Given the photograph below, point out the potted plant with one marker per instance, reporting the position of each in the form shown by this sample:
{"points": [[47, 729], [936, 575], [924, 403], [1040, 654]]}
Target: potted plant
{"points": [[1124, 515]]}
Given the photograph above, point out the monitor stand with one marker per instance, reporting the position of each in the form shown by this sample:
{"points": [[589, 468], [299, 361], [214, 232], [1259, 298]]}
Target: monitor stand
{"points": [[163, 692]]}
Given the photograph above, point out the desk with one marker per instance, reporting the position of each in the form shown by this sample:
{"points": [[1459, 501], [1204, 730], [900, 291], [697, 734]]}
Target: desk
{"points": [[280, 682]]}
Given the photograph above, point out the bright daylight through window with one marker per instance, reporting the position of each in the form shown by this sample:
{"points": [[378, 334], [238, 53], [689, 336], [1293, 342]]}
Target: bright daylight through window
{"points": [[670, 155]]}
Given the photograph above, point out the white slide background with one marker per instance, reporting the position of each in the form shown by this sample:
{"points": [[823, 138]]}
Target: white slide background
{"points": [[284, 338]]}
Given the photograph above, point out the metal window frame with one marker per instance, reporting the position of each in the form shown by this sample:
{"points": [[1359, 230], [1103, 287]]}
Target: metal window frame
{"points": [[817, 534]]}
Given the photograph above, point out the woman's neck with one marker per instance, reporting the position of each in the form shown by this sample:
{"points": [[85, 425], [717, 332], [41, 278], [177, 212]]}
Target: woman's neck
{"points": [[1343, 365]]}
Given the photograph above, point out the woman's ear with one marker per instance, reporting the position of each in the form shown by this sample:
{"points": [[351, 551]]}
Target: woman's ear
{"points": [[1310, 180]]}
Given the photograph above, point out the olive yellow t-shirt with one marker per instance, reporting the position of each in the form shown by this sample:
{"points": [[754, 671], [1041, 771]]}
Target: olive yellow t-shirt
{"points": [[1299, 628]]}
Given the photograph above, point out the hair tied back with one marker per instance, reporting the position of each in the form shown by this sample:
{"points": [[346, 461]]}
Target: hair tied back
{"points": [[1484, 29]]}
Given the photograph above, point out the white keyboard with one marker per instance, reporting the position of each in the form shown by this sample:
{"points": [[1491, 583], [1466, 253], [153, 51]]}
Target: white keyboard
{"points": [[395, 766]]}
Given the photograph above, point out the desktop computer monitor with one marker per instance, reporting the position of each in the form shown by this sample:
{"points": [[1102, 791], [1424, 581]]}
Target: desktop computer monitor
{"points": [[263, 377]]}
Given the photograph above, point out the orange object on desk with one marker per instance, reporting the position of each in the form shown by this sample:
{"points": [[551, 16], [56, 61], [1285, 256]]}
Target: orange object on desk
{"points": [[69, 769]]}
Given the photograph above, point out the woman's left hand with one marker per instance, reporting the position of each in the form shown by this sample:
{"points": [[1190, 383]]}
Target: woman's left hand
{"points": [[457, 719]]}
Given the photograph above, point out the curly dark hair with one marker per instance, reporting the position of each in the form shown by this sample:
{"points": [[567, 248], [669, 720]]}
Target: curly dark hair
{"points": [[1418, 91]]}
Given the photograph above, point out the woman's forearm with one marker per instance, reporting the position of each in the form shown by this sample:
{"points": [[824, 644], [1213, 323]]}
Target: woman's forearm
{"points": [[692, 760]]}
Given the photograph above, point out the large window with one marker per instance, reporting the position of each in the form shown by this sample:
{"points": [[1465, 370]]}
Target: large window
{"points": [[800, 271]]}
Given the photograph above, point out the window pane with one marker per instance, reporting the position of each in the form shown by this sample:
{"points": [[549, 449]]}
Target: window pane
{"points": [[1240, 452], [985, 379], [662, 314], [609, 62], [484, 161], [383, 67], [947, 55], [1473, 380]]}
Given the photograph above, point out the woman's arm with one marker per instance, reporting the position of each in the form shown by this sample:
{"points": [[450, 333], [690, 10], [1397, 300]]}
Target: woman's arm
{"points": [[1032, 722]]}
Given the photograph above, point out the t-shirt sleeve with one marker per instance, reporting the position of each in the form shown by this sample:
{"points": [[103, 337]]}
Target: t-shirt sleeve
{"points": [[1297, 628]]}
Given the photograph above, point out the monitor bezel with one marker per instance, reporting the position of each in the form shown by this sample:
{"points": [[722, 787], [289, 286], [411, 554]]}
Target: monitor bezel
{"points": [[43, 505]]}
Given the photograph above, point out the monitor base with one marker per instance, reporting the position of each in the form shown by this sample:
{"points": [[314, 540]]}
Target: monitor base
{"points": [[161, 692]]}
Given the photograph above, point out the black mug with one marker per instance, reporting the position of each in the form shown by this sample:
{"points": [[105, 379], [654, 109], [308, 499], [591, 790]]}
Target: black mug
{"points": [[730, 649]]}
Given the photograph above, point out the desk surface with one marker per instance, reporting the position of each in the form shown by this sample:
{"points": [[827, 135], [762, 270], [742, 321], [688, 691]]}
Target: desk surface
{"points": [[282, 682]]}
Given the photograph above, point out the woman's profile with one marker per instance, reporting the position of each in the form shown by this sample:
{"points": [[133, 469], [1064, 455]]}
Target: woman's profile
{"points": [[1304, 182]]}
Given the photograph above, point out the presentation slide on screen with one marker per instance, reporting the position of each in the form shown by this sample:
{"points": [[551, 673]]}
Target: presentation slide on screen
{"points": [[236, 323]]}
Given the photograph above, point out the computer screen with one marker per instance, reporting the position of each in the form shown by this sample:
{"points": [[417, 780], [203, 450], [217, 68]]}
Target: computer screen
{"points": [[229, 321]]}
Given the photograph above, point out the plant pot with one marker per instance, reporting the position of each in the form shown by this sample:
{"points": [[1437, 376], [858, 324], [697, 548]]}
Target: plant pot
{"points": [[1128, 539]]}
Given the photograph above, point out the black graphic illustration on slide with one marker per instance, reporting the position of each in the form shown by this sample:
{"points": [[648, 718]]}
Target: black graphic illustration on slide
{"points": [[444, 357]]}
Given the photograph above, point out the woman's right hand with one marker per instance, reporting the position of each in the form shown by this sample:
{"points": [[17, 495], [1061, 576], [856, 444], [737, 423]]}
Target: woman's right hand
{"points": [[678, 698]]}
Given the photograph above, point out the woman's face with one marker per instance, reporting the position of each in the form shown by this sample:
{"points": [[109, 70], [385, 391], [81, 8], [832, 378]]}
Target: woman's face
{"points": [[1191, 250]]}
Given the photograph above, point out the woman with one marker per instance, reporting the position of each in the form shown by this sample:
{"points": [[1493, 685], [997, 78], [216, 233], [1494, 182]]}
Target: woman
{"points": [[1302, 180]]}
◆ ◆ ◆
Give back all the records exactly as they stand.

__TASK ANSWER__
Given the photograph below, point out the potted plant with one marker per instance, reporting the position of each in the form shown by this sample:
{"points": [[47, 729], [936, 575], [924, 403], [1040, 654]]}
Target: potted plant
{"points": [[1124, 515]]}
Given the photograph above, point out the monitor stand with one marker per instance, reporting the position of each in the form shown by this sample:
{"points": [[589, 468], [299, 361], [214, 232], [1259, 298]]}
Target: monitor stand
{"points": [[163, 692]]}
Given the photograph above, point out the desk with one marker per instance, reporting the position of each in the form shown by this sample:
{"points": [[1459, 501], [1204, 730], [900, 291], [697, 734]]}
Target: desk
{"points": [[280, 682]]}
Given the photograph above, point out the bright daylight through window with one marker per instance, reporting the position of each in the form shown by this sample:
{"points": [[378, 334], [238, 53], [689, 336], [1293, 342]]}
Target: bright daylight through window
{"points": [[670, 155]]}
Given the photograph above, point out the white slide background with one marker per instance, reporting the position of each in the form shown by this sample:
{"points": [[823, 138]]}
Target: white slide background
{"points": [[284, 338]]}
Given the photograph above, point out the metal window frame with one marker per instance, reporting the position of each in the form shown by this sample:
{"points": [[1359, 230], [1103, 287]]}
Target: metal window frame
{"points": [[817, 534]]}
Given the photograph above, point out the woman's neck with one marker per instance, reporting the position of each in the form shown by this sample:
{"points": [[85, 425], [717, 332], [41, 278], [177, 212]]}
Target: woman's neck
{"points": [[1343, 365]]}
Given the photograph above, point out the woman's ear with one marker per instance, reporting the position of each in the form shown by this sample:
{"points": [[351, 551]]}
Target: woman's ear
{"points": [[1310, 180]]}
Given the photograph above, point out the olive yellow t-shirt with one marker per instance, reporting the position of each in the form shown by this sample:
{"points": [[754, 671], [1041, 771]]}
Target: olive yellow t-shirt
{"points": [[1299, 628]]}
Given the photograph above, point out the hair tied back with one marker per instance, reporting the position of each in the form shown by this sample:
{"points": [[346, 461]]}
Target: hair tied back
{"points": [[1484, 29]]}
Given the photograph above, point out the white keyboard with one marker per instance, reporting the position of each in the form shown by this sample:
{"points": [[1491, 583], [1466, 253], [153, 51]]}
Target: white keyboard
{"points": [[395, 766]]}
Given the photograph above, point out the desktop computer monitor with one marker per instance, reporting the position of each in the form shown by this sample:
{"points": [[1102, 791], [1424, 581]]}
Target: desktop computer monitor
{"points": [[263, 377]]}
Given the photograph above, point out the orange object on desk with one marker per instance, reporting the position of each in the form shown by this sample:
{"points": [[551, 16], [56, 61], [1285, 256]]}
Target: orange object on desk
{"points": [[69, 769]]}
Given the photograph above, point out the woman's left hand with one marker per instance, reporting the position of each in the form shown by this sample:
{"points": [[1190, 383]]}
Target: woman's left hand
{"points": [[457, 719]]}
Given the photograph above, point out the curly dark hair with one marker per instance, reporting the position of each in the form shown by this sample:
{"points": [[567, 248], [669, 720]]}
Target: curly dark hair
{"points": [[1418, 91]]}
Given the photograph above, point out the woman's forearm with one marker per instance, reporting the position of each in the form shown by this sample:
{"points": [[824, 644], [1213, 323]]}
Target: woman's forearm
{"points": [[692, 760]]}
Given the photograph above, point out the large window with one marker per instance, reporting the position of each in the form shown by this sample:
{"points": [[1465, 370]]}
Target: large window
{"points": [[800, 271]]}
Given the photograph above, point out the window pane with one marker per instance, reporting the position of each in the form shown by this sample:
{"points": [[549, 449]]}
Target: window pane
{"points": [[1240, 452], [985, 379], [662, 314], [609, 62], [484, 161], [383, 67], [947, 55], [1473, 380]]}
Given the photograph above, point out the woman's arm with one marker per instance, reporting the position of each in the form shown by this sample:
{"points": [[450, 333], [690, 10], [1397, 300]]}
Target: woman's arm
{"points": [[1032, 722]]}
Given the photograph above, point out the t-shirt sleeve with one marker per instance, reporting the position of each in the form shown by this sample:
{"points": [[103, 337]]}
Target: t-shirt sleeve
{"points": [[1297, 628]]}
Given the photograph above, point out the monitor bezel with one marker per instance, reporting the position of each in the form shown by this sample:
{"points": [[722, 787], [289, 286], [411, 554]]}
Target: monitor bezel
{"points": [[43, 505]]}
Given the photograph above, point out the monitor base with one marker per instance, reporting the position of each in the form shown by this sample:
{"points": [[314, 540]]}
Target: monitor base
{"points": [[161, 692]]}
Given the photograph above, point out the black mug with one marker per instance, reporting the position of each in the form shown by this sample:
{"points": [[105, 379], [654, 109], [308, 499], [591, 790]]}
Target: black mug
{"points": [[730, 649]]}
Given the photograph above, point out the desk surface with one marker per instance, reporting the position of each in the form shown by this sample:
{"points": [[827, 135], [762, 270], [742, 321], [688, 691]]}
Target: desk surface
{"points": [[282, 682]]}
Given the photograph above, point out the woman's profile with one marker per instance, reporting the position of each in the form shown by this sample:
{"points": [[133, 469], [1064, 455]]}
Target: woman's profile
{"points": [[1304, 182]]}
Given the photograph above, point out the presentation slide on screen with one marker per instance, reporting the position of each in the form shown by this sample:
{"points": [[551, 673]]}
Target: presentation slide on screen
{"points": [[236, 323]]}
Given the photograph above, point out the computer screen with one marker per instance, reporting the position of each in the form shown by this sample:
{"points": [[417, 780], [203, 450], [217, 68]]}
Target: computer screen
{"points": [[229, 321]]}
Given the photograph above, point out the plant pot with one marker per instance, reporting the position of each in the form shown by this sample:
{"points": [[1437, 376], [858, 324], [697, 548]]}
Target: plant pot
{"points": [[1128, 539]]}
Given the photograph above, point out the black graphic illustration on slide with one marker per instance, reporting the position of each in the form shown by this sample:
{"points": [[648, 718]]}
Target: black graphic illustration on slide
{"points": [[444, 357]]}
Given the photograph above, point out the woman's right hand with one marker per instance, reporting the position of each in the form shown by this sample:
{"points": [[17, 495], [1061, 576], [856, 444], [737, 423]]}
Target: woman's right hand
{"points": [[678, 698]]}
Given the photograph above, point out the woman's face with one marker per instance, reporting the position of each in the form shown by this sample:
{"points": [[109, 70], [385, 391], [81, 8], [832, 378]]}
Target: woman's face
{"points": [[1191, 250]]}
Given the photograph above, point out the woman with one marker per instance, reporting the position of each in the form shown by this sample:
{"points": [[1493, 685], [997, 78], [216, 233], [1494, 182]]}
Target: woman
{"points": [[1302, 180]]}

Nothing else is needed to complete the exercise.